GIVEN RECORDS start

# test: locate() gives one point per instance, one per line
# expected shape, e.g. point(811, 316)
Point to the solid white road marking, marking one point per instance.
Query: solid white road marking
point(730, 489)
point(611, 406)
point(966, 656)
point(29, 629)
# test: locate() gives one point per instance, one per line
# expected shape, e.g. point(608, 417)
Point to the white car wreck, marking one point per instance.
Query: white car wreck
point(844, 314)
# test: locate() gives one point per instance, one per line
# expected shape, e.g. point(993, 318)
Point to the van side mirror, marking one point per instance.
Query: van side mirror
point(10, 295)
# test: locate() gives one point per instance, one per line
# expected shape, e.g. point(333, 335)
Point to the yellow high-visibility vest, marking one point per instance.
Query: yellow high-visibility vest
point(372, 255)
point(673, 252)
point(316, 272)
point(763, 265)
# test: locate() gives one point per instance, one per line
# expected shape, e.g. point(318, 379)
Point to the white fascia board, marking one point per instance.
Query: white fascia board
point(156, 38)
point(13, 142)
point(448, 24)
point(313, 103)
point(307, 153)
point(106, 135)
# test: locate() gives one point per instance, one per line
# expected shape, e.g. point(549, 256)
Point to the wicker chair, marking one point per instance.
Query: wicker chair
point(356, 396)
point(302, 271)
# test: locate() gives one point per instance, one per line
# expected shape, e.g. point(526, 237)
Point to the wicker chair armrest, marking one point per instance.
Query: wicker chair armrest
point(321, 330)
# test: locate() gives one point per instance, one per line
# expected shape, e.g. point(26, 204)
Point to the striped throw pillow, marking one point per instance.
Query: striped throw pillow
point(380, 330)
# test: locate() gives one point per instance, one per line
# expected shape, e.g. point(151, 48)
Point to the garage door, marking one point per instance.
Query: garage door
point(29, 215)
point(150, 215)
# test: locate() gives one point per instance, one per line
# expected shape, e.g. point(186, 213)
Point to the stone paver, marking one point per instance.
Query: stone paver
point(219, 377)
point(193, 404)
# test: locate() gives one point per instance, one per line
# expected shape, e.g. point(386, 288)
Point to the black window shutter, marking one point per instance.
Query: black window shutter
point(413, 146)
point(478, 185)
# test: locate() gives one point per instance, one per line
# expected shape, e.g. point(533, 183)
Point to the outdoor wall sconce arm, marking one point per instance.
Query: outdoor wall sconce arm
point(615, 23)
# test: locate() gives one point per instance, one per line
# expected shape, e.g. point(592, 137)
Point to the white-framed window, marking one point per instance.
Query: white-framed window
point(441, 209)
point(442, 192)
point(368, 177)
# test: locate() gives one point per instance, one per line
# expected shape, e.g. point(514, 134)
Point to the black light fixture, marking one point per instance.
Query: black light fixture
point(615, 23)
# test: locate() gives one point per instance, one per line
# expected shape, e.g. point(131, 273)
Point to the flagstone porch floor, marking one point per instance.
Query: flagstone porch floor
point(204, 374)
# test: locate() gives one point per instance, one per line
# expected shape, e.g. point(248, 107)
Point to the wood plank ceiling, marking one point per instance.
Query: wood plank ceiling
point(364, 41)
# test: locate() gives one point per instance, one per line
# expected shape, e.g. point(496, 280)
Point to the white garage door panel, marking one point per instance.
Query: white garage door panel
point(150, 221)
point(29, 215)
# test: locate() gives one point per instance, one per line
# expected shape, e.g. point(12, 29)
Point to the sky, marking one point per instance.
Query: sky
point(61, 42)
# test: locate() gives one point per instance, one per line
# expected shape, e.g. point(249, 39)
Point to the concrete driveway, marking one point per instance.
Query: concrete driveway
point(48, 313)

GIVEN RECORDS end

#### GOAL OF THE EXERCISE
Switch every "wicker chair" in the data above to "rattan chair" and write out all the lines again, keeping everything else the same.

#### WORKED SOLUTION
# test: locate() gives one point per instance, one per line
# expected shape, e.g. point(811, 316)
Point to the solid white road marking, marking one point per instance.
Query: solid white road marking
point(730, 489)
point(611, 406)
point(966, 656)
point(29, 629)
# test: locate() gives one point per instance, one per line
# expected shape, e.g. point(608, 417)
Point to the white car wreck, marking one point per instance.
Query: white car wreck
point(844, 314)
# test: locate() gives one point per instance, one per line
# expected shape, e.g. point(993, 318)
Point to the van side mirror, marking one point per instance.
Query: van side mirror
point(10, 295)
# test: locate() gives one point per instance, one per line
# expected shape, e.g. point(333, 335)
Point to the yellow high-visibility vest, marking one point per instance.
Query: yellow high-visibility vest
point(372, 255)
point(673, 252)
point(316, 272)
point(763, 265)
# test: locate() gives one point per instance, one per line
# expected shape, e.g. point(318, 379)
Point to the white fascia board, marking one point per instance.
Query: white fascia board
point(156, 38)
point(13, 142)
point(448, 24)
point(313, 103)
point(307, 153)
point(106, 135)
# test: locate() gives one point per instance, one per line
# expected shape, e.g. point(549, 256)
Point to the rattan chair, marking one point per instance.
Query: rattan chair
point(356, 396)
point(302, 271)
# test: locate() gives one point per instance, one per line
# expected shape, e.g. point(526, 237)
Point to the rattan chair armrest, marking one point per instance.
Query: rattan chair armrest
point(321, 330)
# test: locate() gives one point per instance, one per line
# expected shape, e.g. point(26, 204)
Point to the striped throw pillow, marking one point per instance.
Query: striped throw pillow
point(380, 330)
# test: locate() gives one point per instance, one per line
# expected shape, e.g. point(151, 48)
Point to the garage door, marking one point per instance.
Query: garage door
point(29, 215)
point(150, 215)
# test: locate() gives one point per instance, one per line
# expected shape, e.g. point(186, 213)
Point to the stone paver, marking one point per instance.
Query: stone paver
point(219, 377)
point(193, 404)
# test: locate() gives one point per instance, one per line
# expected shape, e.g. point(386, 288)
Point to the black window shutter, marking one point per instance.
Query: black window shutter
point(413, 146)
point(478, 185)
# test: locate() gives one point per instance, one per line
# expected shape, e.g. point(533, 183)
Point to the outdoor wall sconce arm, marking one point per instance.
Query: outdoor wall sconce arm
point(615, 23)
# test: locate() gives one point per instance, one per line
# expected shape, e.g. point(592, 137)
Point to the white-framed window, marking one point per instance.
Query: white-framed window
point(441, 209)
point(442, 192)
point(368, 177)
# test: locate() gives one point per instance, one per line
# expected shape, e.g. point(514, 134)
Point to the black light fixture, marking one point per instance.
Query: black light fixture
point(615, 23)
# test: locate() gives one point per instance, one per line
# expected shape, e.g. point(131, 273)
Point to the flagstone porch floor, marking one point per instance.
Query: flagstone porch floor
point(204, 374)
# test: locate() gives one point per instance, one per line
# expected shape, e.g. point(248, 107)
Point to the wood plank ceiling, marking one point per instance.
Query: wood plank ceiling
point(364, 41)
# test: locate() gives one point per instance, one per line
# expected shape, e.g. point(496, 280)
Point to the white garage door panel, marking one point per instance.
Query: white garage door panel
point(150, 221)
point(29, 215)
# test: locate() gives one point per instance, one per line
# expected shape, e.g. point(12, 29)
Point to the sky, marking one point per instance.
Query: sky
point(61, 42)
# test: locate() gives one point per instance, one per line
# expected shape, e.g. point(249, 39)
Point to the concrete driveway, marking one point per instance.
Query: concrete driveway
point(48, 313)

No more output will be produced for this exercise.